◆ Stated task ◆
Could you rewrite the lines from the one containing "Pressing-analysis tagging request: spot the wall" through the end of the records as a numbered list, omitting any blank lines?

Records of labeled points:
• • • • •

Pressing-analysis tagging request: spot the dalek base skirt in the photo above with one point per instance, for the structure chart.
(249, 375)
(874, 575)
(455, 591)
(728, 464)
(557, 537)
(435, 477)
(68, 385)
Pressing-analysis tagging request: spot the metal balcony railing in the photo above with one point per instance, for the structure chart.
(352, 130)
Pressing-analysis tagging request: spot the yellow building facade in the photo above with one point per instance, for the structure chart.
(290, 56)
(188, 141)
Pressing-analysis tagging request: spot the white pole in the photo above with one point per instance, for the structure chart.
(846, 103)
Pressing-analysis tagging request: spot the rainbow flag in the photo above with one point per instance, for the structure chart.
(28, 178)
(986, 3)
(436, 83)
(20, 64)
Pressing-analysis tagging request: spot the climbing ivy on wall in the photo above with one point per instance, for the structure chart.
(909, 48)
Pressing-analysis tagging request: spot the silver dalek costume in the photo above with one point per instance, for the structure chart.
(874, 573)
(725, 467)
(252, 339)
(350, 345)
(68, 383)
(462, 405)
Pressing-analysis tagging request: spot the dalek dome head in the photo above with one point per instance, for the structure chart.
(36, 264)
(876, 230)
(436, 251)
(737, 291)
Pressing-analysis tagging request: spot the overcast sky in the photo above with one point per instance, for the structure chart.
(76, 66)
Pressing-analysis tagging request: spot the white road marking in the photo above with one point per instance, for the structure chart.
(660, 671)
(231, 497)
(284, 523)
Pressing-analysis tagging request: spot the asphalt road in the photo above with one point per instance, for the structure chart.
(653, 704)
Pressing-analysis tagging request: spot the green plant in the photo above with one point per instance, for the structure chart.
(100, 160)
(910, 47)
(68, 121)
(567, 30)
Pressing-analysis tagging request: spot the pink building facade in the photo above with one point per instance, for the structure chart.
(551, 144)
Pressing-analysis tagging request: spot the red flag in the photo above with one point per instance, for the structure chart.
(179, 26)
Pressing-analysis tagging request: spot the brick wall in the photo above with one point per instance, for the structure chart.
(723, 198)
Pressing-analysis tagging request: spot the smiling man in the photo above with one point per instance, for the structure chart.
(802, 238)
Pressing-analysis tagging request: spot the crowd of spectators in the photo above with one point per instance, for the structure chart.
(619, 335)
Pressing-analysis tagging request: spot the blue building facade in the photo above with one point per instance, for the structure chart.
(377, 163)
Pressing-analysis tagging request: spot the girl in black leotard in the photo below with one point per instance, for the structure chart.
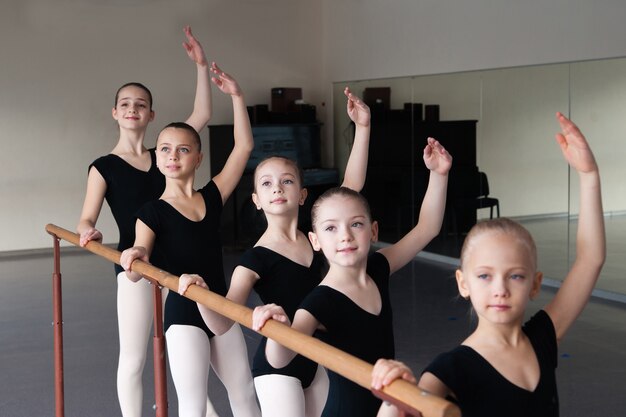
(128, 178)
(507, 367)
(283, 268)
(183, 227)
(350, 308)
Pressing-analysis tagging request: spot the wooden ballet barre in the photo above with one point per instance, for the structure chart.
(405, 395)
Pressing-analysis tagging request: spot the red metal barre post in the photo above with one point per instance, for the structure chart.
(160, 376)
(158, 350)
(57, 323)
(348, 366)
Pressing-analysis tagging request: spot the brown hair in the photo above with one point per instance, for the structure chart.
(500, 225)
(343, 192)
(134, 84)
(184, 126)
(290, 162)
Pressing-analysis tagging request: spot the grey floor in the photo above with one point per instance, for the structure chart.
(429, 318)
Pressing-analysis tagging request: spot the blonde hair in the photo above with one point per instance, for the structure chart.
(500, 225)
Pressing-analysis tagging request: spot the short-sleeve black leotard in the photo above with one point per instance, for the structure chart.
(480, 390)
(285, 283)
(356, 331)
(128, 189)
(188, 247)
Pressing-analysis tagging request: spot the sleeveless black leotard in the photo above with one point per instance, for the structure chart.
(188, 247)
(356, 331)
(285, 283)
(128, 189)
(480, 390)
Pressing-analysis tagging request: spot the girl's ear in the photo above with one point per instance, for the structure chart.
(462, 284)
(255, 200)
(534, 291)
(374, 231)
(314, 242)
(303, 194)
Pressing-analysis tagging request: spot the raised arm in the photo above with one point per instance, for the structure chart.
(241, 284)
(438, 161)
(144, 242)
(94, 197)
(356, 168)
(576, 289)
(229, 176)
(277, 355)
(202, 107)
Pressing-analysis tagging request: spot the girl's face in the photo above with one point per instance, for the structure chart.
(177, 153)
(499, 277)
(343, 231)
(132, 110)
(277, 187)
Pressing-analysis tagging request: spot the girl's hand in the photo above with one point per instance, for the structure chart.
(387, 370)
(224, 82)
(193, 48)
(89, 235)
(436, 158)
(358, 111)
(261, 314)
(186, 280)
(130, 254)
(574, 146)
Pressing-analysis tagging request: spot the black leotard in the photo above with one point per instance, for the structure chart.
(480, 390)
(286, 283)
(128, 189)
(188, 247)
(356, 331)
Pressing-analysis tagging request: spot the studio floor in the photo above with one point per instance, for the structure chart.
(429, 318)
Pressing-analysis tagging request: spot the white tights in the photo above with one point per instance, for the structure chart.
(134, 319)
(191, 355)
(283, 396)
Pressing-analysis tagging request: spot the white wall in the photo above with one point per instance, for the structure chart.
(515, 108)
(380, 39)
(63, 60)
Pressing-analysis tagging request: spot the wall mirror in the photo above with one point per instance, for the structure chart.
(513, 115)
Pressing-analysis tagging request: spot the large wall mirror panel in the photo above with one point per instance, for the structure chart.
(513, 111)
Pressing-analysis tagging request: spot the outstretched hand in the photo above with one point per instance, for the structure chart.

• • • • •

◆ Complete answer ◆
1. Pressing-analysis tagging request: spot the wall mirror in the photo above with one point per instance, for the structure chart.
2. (513, 115)
3. Pressing-analysis tagging request: spot the large wall mirror panel in the photo above with one point per instance, for the structure chart.
4. (513, 111)
5. Pressing-analysis tagging request: spot the outstretched hand in the photo above with one point per instance, for the structure chart.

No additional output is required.